↓↓↓

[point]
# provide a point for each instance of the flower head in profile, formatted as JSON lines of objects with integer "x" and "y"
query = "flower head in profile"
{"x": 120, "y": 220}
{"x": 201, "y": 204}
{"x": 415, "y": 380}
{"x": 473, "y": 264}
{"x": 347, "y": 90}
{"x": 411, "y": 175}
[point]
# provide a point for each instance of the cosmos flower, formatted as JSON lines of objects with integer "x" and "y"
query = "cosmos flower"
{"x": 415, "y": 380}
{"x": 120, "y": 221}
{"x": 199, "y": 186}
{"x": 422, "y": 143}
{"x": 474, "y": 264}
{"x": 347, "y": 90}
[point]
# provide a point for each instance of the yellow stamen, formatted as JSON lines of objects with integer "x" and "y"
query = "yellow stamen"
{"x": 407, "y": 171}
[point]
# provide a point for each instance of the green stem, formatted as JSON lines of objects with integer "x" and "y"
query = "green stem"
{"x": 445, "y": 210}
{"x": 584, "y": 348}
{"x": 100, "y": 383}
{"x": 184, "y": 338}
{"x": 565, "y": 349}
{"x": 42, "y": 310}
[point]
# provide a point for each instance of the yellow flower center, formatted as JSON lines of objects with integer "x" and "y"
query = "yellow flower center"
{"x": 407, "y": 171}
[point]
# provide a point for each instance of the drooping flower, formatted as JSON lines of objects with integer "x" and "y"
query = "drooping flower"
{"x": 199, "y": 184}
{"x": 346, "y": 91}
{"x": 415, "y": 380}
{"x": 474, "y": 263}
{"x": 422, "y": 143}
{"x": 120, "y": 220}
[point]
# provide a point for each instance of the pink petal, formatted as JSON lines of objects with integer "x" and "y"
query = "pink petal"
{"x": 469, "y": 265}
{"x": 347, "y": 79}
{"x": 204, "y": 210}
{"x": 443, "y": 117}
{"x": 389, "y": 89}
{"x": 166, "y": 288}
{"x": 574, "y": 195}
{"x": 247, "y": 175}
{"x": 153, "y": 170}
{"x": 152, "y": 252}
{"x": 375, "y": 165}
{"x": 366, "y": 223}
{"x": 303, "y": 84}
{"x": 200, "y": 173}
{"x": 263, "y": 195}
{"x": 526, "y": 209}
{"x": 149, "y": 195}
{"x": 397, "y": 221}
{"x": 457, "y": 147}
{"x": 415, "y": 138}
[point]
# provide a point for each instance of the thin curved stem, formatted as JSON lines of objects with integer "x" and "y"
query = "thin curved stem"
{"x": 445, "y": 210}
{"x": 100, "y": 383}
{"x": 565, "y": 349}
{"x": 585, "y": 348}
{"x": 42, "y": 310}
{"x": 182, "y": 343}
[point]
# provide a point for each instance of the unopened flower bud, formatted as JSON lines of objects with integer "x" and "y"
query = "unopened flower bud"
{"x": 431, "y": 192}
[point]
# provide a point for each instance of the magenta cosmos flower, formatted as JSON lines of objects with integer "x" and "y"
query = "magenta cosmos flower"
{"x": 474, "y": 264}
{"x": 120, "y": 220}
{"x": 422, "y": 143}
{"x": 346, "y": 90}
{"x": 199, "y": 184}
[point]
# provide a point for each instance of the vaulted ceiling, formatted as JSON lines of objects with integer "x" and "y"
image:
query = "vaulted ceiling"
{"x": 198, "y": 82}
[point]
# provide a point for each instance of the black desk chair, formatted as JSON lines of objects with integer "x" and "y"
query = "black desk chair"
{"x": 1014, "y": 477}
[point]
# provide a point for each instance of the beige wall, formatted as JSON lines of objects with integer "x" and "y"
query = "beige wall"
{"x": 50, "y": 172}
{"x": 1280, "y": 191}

↑↑↑

Count the lines in the items above that contain the string "ceiling". Reply with the number alone.

2